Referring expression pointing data
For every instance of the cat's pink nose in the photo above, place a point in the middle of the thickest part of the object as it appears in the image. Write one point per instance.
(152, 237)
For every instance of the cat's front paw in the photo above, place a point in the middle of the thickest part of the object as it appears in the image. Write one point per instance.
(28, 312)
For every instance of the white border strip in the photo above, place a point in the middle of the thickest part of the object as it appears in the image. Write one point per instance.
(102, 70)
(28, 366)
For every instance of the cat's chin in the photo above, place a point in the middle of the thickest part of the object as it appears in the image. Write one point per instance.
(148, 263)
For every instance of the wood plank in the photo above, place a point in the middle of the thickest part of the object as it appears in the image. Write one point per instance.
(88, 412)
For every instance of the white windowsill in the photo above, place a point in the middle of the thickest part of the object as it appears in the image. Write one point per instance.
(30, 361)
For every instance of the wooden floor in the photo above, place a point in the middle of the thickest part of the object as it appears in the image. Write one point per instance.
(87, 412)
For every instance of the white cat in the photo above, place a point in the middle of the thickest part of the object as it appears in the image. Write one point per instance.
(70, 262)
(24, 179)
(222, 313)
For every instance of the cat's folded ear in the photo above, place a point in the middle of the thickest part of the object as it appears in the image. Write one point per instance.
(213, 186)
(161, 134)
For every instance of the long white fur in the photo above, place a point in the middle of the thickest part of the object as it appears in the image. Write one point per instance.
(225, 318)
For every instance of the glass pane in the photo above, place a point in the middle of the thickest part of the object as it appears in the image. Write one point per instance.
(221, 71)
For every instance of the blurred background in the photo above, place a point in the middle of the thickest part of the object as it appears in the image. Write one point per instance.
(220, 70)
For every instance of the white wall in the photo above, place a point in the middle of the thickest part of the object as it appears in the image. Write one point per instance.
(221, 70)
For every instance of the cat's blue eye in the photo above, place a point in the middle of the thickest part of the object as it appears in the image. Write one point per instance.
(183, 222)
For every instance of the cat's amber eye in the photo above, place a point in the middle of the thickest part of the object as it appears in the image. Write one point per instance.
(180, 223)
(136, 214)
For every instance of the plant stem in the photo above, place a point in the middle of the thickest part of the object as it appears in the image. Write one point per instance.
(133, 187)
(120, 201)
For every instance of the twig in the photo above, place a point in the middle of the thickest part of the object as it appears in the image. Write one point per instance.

* **Work task**
Each line above must be reproduced exactly as it stands.

* **Written response**
For every instance of the cat's pink nose in the photo above, place a point in the middle of the thickest part of the object as it appears in the image. Write one point per instance.
(152, 237)
For every instance of the cat's front paw in the photo above, place a point in the middle of the thickest part of the object as it appears in the image. Write one point per instance.
(28, 312)
For every instance of the white border strip in the photo above, place a point in the middle of the thickest part of the object as it appears in the image. Write one point per instance.
(102, 70)
(28, 366)
For every instance of the cat's chin in the photo above, place a point in the middle of the thickest part of the object as it appears in the image. Write one point per instance.
(148, 263)
For every instance of the wood plank in the photo above, place a point in the middle of the thickest part of the object as it appears in the image. Write one point per instance.
(88, 412)
For every instance of the white windowsill in the photo above, place a point in the middle of the thickest part of the object as it appears in the image. Write one point per instance.
(30, 361)
For every instance of the wooden floor in the photo above, place a point in the middle of the thickest part of the object as it appears in the image. Write one point per instance.
(87, 412)
For every instance of the white cat in the photo above, place a point in the middle of the thickest part of the object as it appears in the image. Write one point per instance.
(70, 262)
(24, 179)
(222, 313)
For every instance of the cat's folded ear in the photo above, place a point in the middle of the thickest part of the object as it appears in the image. Write one point per instance.
(213, 186)
(161, 134)
For every instance of the long white fur in the photo above, place a point in the middle of the thickest part of the object as it appears in the image. Write one point per instance.
(225, 318)
For every instance of the glass pane in the photo above, place a point in the middle of the thickest part of the object as it appears in the image. Write one point per instance.
(221, 71)
For every instance of the blurred background in the photo above, place a point in the middle of the thickest part of the object as it appears in the image. Write one point per instance.
(220, 70)
For every instance of the white wall in the photo above, place a point in the middle of the thickest part of the object as it appears in the image. Write one point per instance.
(221, 70)
For every instance of the cat's blue eye in the photo above, place a point in the middle of the thickest part of the object as it appears in the image. Write one point per instance.
(183, 222)
For every instance of the cat's amber eye in the photo above, place a point in the middle of the thickest part of the object as it appears in the image. Write one point per instance.
(180, 223)
(136, 214)
For every instance of the plant stem in the photo above, place a point in the middle of the thickest part of the object as it appears in the image. Write one point per instance.
(133, 187)
(120, 201)
For every instance of the twig in the photo above, place a point in the middle of the thickest part of the object as it appears in the image. Write one point per instance.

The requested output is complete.